__What the exercise asks__.
Count how many lines of the listing below contain the word "window", treating uppercase and lowercase as different. Reply with the number alone.

•••••

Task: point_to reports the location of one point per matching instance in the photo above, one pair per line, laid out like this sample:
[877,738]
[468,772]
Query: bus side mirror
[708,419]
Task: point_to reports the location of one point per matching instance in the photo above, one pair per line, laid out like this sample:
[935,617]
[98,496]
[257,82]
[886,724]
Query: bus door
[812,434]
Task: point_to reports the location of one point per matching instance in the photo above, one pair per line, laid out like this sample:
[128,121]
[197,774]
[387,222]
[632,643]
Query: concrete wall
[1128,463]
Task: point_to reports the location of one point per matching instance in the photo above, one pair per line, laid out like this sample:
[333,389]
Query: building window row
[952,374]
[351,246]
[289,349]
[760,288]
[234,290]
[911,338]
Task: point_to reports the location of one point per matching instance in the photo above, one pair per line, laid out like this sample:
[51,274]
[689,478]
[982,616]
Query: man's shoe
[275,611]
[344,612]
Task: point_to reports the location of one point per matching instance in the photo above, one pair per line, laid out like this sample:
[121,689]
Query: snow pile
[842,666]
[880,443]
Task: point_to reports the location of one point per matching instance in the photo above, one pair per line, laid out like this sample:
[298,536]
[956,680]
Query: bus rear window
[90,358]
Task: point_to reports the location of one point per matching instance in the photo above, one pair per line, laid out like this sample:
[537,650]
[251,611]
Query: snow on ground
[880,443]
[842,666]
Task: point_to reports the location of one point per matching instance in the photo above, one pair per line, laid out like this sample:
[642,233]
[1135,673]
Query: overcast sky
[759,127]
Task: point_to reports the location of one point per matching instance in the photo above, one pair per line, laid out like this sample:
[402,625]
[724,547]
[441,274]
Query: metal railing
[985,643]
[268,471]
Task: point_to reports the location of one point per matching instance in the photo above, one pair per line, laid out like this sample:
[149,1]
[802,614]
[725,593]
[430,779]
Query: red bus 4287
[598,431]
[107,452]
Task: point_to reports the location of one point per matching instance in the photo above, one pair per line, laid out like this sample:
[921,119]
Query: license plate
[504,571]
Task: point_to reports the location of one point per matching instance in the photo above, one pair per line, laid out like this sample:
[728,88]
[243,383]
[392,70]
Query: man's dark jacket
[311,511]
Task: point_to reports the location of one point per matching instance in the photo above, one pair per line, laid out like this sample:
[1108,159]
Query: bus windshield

•••••

__Task answer__.
2